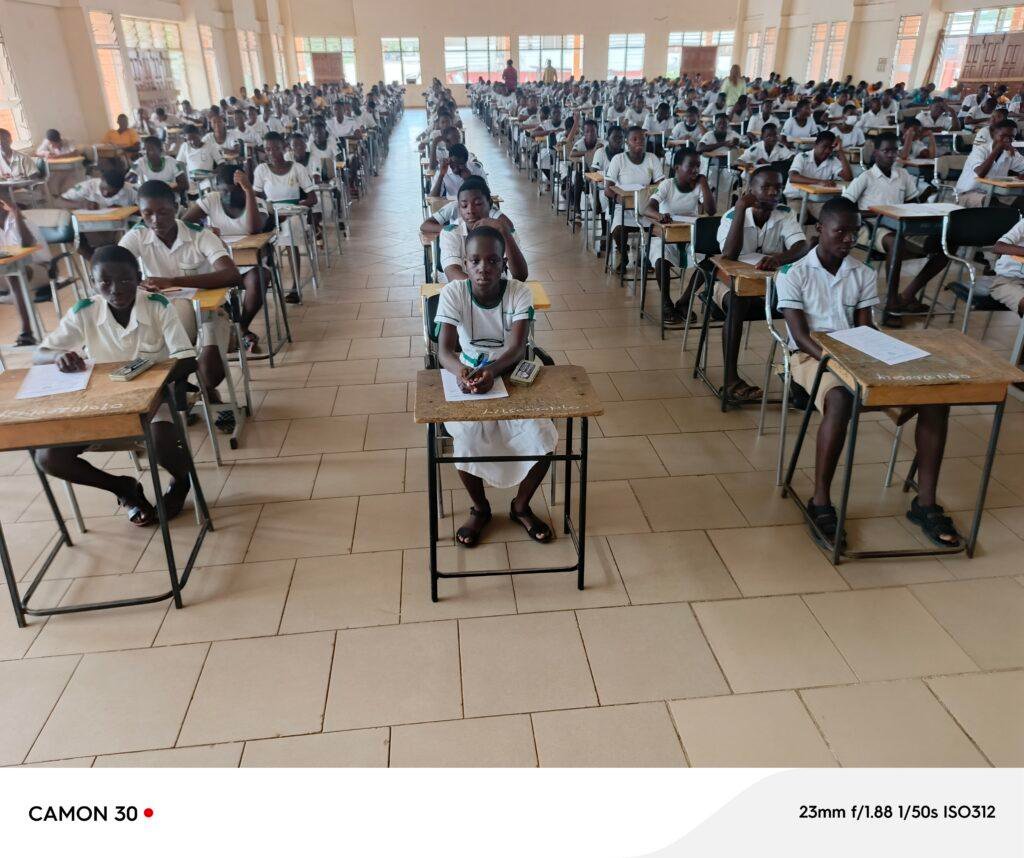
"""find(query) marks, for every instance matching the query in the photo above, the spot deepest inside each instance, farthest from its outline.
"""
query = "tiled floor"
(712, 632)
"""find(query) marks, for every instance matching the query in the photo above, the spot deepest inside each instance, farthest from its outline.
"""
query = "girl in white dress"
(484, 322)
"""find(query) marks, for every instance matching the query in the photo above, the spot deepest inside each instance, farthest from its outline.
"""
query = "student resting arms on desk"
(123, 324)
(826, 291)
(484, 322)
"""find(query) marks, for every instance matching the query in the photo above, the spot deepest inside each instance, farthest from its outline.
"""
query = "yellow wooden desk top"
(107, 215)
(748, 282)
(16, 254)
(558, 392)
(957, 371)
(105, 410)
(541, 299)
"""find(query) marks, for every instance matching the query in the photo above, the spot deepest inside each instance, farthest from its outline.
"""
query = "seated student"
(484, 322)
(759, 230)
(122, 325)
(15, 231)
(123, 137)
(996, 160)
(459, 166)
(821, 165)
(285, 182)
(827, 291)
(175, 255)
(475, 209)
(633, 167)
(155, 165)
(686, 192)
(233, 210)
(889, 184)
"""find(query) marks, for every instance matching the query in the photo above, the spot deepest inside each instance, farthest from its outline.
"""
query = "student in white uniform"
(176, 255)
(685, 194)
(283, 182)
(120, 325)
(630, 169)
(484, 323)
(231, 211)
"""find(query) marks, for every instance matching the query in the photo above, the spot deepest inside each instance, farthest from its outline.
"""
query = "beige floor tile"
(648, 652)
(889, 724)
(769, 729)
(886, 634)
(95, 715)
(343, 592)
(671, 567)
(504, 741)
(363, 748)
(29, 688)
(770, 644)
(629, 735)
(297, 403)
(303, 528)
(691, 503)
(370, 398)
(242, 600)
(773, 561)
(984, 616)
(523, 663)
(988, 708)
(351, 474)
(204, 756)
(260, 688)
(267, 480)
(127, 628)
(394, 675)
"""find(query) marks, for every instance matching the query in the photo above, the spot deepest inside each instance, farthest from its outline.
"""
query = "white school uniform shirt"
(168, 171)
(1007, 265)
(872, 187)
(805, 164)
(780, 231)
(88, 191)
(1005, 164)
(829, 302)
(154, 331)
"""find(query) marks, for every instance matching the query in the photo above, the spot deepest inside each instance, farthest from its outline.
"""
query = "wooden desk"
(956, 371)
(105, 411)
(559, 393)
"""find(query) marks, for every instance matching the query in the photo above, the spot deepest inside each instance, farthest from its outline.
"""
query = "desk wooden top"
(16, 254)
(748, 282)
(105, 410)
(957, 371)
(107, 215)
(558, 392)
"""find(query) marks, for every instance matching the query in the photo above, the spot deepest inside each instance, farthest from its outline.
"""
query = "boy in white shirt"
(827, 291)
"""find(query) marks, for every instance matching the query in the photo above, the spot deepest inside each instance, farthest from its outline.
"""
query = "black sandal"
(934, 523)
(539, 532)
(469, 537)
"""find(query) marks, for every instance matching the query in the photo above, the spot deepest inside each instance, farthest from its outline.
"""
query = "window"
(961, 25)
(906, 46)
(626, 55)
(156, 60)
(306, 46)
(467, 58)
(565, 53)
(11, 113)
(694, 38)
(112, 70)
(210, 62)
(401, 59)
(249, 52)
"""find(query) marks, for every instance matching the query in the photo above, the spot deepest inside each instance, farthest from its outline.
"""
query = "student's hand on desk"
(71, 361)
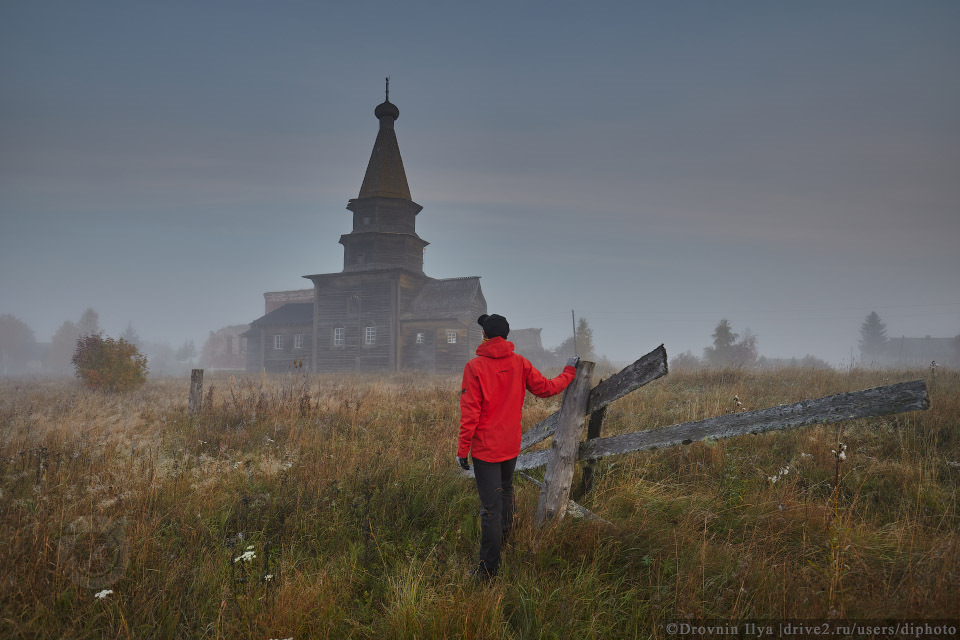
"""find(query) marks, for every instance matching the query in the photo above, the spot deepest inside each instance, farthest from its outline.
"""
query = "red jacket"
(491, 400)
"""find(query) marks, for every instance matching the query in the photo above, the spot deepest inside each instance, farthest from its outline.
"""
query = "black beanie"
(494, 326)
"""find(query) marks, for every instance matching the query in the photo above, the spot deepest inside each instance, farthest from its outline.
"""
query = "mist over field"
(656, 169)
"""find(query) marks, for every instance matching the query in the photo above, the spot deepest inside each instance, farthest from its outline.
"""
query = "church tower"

» Your objective: Images in the records should not be copied. Repeat all the rest exactly.

» Exercise answer:
"""find(query) marks, for every instance matching the query in the photo above, the spot deepest inside each instance, farthest from its outline.
"""
query = "tiled floor"
(712, 632)
"""find(query) marks, for every instance matching the query in the photo above, the spot deepest inside each instance, farthest from its outline.
"""
query = "girl in white dress"
(484, 322)
"""find(query) marks, for every instance matching the query in the photo above, the spot deepest inside each instance, farthest from its outline.
"""
query = "student resting arms on desk"
(123, 324)
(826, 291)
(484, 322)
"""find(query) marks, for every instance matching the query in the photo above, the spot deepest inside each instance, farthest from its outline.
"""
query = "yellow wooden desk top"
(107, 215)
(748, 282)
(16, 254)
(558, 392)
(957, 371)
(105, 410)
(541, 299)
"""find(query) marks, for every instance matching the query in the photo above, the spot deepest inside each instance, farthest from its outline.
"""
query = "seated student"
(484, 322)
(759, 230)
(122, 325)
(15, 231)
(123, 137)
(996, 160)
(459, 166)
(821, 165)
(285, 182)
(827, 291)
(175, 255)
(475, 209)
(633, 167)
(155, 165)
(686, 192)
(233, 210)
(889, 184)
"""find(query) marks, for every instance matching the query in the photo above, the spot deepest inside each instance, farthest from its outline.
"""
query = "student in white uniform"
(176, 255)
(685, 194)
(283, 182)
(120, 325)
(630, 169)
(484, 323)
(231, 211)
"""find(query) marks, for every instance matching the query in the photo above, the spot deepest inside each instance, farthest from its outline.
"""
query = "beige floor tile"
(648, 652)
(889, 724)
(769, 729)
(886, 634)
(95, 715)
(343, 592)
(671, 567)
(504, 741)
(363, 748)
(29, 688)
(770, 644)
(629, 735)
(297, 403)
(303, 528)
(691, 503)
(370, 398)
(242, 600)
(773, 561)
(984, 616)
(523, 663)
(988, 708)
(351, 474)
(204, 756)
(260, 688)
(267, 480)
(127, 628)
(394, 675)
"""find(query) marks, for every instance matching the query in the photo above, the spot deepest inside each instance, farthest from its outline.
"""
query = "white school uniform shirt"
(168, 171)
(1007, 265)
(872, 187)
(805, 164)
(780, 231)
(88, 191)
(1005, 164)
(829, 302)
(154, 331)
"""find(query) marks, for every instance matching the query in the photo above, the spot deepest inside each instance, farthest from its outline.
"""
query = "wooden desk"
(956, 371)
(105, 411)
(559, 393)
"""find(query) marks, for every instance matching the query in the photo above, the spot deepest inside each instance, farthest from its outline.
"""
query = "desk wooden top"
(16, 254)
(748, 282)
(105, 410)
(957, 371)
(107, 215)
(558, 392)
"""find(query) marks, for every instance matching the query in the photo above, the spot deepest inside each instance, farthest from its outline.
"""
query = "boy in white shirt"
(827, 291)
"""find(query) marks, for every instance matching the query in the photo above, the spot deepest inside each instance, farthest from its outline.
"""
query = "black sandal"
(934, 523)
(539, 532)
(469, 537)
"""find(query) marks, for every instance matching the query in the photo above, the spot deepest inside each instance, farthest from its outline.
"""
query = "window"
(961, 25)
(906, 46)
(626, 55)
(156, 60)
(306, 46)
(467, 58)
(565, 53)
(11, 113)
(694, 38)
(112, 70)
(210, 62)
(401, 59)
(249, 52)
"""find(query) marks, for every instance matching the query in the photo above, the spot deepest inside each instance, farthest from its outline.
"""
query = "student's hand on desk"
(71, 361)
"""find(query) marks, for every instance matching the query in the photo above, the spot deepest inside each instance, farthest from its outline.
"""
query = "red jacket"
(491, 400)
"""find(query) marks, for every instance matching the query in the photo above, the spot deepest inside each instance, farthest from its outline.
"""
query = "black beanie"
(494, 326)
"""find(query) marks, for every instance matching the query in the photo above, the spot deepest inside each instance, farthest from its outline.
"""
query = "mist over field"
(656, 169)
"""find(query) marks, for every instance matching the query in the photo above, the spot deepest inside each instance, farthest from its outline.
"""
query = "church tower"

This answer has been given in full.